Would you copy the entries that follow exactly, leaving out every picture?

· · · · ·

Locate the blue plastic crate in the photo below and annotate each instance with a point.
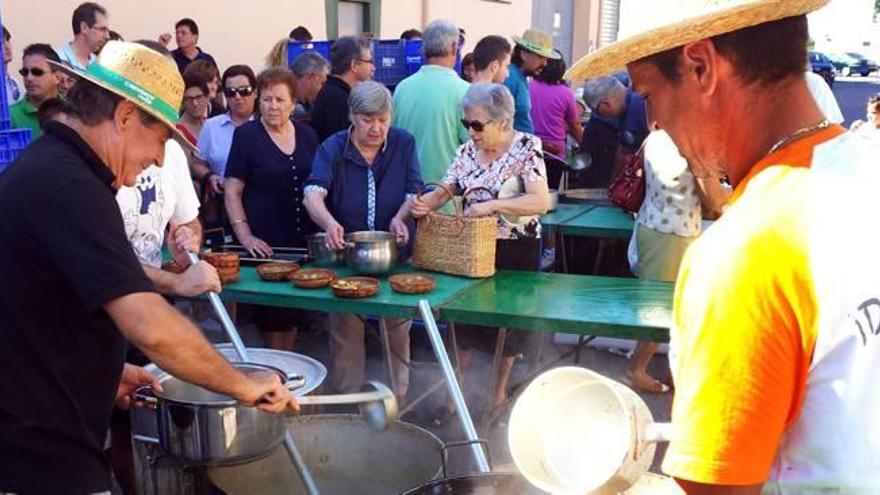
(390, 58)
(4, 104)
(296, 48)
(414, 57)
(12, 142)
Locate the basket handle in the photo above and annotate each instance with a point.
(472, 190)
(448, 191)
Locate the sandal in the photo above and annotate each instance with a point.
(649, 386)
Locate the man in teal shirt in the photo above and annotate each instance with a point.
(428, 103)
(41, 83)
(529, 58)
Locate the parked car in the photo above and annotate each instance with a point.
(822, 65)
(851, 63)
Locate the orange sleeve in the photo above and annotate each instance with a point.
(745, 327)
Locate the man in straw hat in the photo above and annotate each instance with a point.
(775, 336)
(73, 290)
(530, 54)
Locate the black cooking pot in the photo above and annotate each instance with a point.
(476, 484)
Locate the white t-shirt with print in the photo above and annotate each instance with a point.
(671, 204)
(160, 195)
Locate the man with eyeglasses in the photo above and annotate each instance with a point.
(209, 161)
(41, 83)
(13, 92)
(351, 62)
(90, 32)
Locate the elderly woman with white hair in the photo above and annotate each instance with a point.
(361, 179)
(497, 155)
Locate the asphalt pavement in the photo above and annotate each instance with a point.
(852, 94)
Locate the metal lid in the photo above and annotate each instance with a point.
(291, 363)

· · · · ·

WRITTEN SOLUTION »
Locate the blue plastic crate in the photo below and annotate each instance with a point.
(390, 58)
(4, 104)
(296, 48)
(414, 57)
(12, 142)
Locate the basket handle in the photo above and annotate each instance with a point.
(472, 190)
(448, 191)
Locate the sandal in the photo above and annotate each instance with a point.
(649, 386)
Locate the man in teal shirt in the photo above and annotate each instance with a point.
(428, 103)
(41, 83)
(529, 58)
Locate the parked car in the photo above and annotate each instance with a point.
(822, 65)
(851, 63)
Locate the orange sleeve in the photo above and annotate each instance with a point.
(745, 327)
Locate the man in straw hat in the photo above and annotate each instance with a point.
(775, 336)
(73, 290)
(530, 54)
Locate the black cooking pot in the photo above and annotate each instance with a point.
(476, 484)
Locate the white t-shirt with print in the photo above and annotate each instance with a point.
(671, 204)
(160, 195)
Locate the man with eyeglasses in the photo above and annotate each instance with a point.
(209, 161)
(41, 83)
(13, 92)
(351, 62)
(90, 32)
Locate the elderly woman with white hair in the photo above and annotate each instance with a point.
(361, 179)
(497, 155)
Locate the asphalt pavement in the photo above and annotate each instance with a point.
(852, 94)
Locate the metal lid in the photo above and annotate each instance with a point.
(291, 363)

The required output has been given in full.